▶ [Task directions]: Can you transcribe every record below exactly as it appears?

▶ [Listed records]:
####
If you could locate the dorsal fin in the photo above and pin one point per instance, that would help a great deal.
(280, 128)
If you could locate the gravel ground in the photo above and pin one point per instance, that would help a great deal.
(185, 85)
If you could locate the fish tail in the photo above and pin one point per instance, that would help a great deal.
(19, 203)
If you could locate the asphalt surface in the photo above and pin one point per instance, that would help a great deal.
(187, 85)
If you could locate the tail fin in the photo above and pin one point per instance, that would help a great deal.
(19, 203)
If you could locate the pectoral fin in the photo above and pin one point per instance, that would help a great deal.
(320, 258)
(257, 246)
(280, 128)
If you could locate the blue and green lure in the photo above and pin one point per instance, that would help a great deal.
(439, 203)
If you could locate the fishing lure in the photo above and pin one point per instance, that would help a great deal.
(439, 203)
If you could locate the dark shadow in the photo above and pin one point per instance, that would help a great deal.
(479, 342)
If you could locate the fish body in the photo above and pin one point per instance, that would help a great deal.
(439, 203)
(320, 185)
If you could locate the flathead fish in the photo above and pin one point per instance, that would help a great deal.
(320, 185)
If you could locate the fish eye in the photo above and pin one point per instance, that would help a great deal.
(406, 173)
####
▶ [Exercise answer]:
If you could locate the dorsal fin in the photo above and pin one point per instance, that would help a great deal.
(280, 128)
If you could locate the gravel ground in the photo above and pin one point per instance, that would help a great deal.
(185, 85)
If you could locate the fish tail in the photo above and pin one point per instance, that would help a great deal.
(19, 203)
If you could locate the asphalt surface in the photo above and pin one point per instance, that would help a great deal.
(187, 85)
If you could locate the tail fin in the photo above and pin one point per instance, that would help a great deal.
(19, 203)
If you could locate the pectoral fin in the photo above and pin one point per instance, that would help a great deal.
(320, 258)
(257, 246)
(280, 128)
If you could locate the blue and green lure in the photo above and pin one point per instance, that would help a great deal.
(439, 203)
If you could locate the fishing lure in the photo above and pin one point per instance, that would help a great deal.
(439, 203)
If you could locate the dark shadow in the photo above and pin one point per instance, that would help a great deal.
(479, 342)
If you could locate the fish body in the photo above and pin one point per instance, that would help a great deal.
(439, 203)
(320, 185)
If you could locate the flathead fish in the photo above and pin one point per instance, that would help a great deal.
(320, 185)
If you could locate the fish eye in the photo above and pin one point per instance, that would help a great deal.
(406, 173)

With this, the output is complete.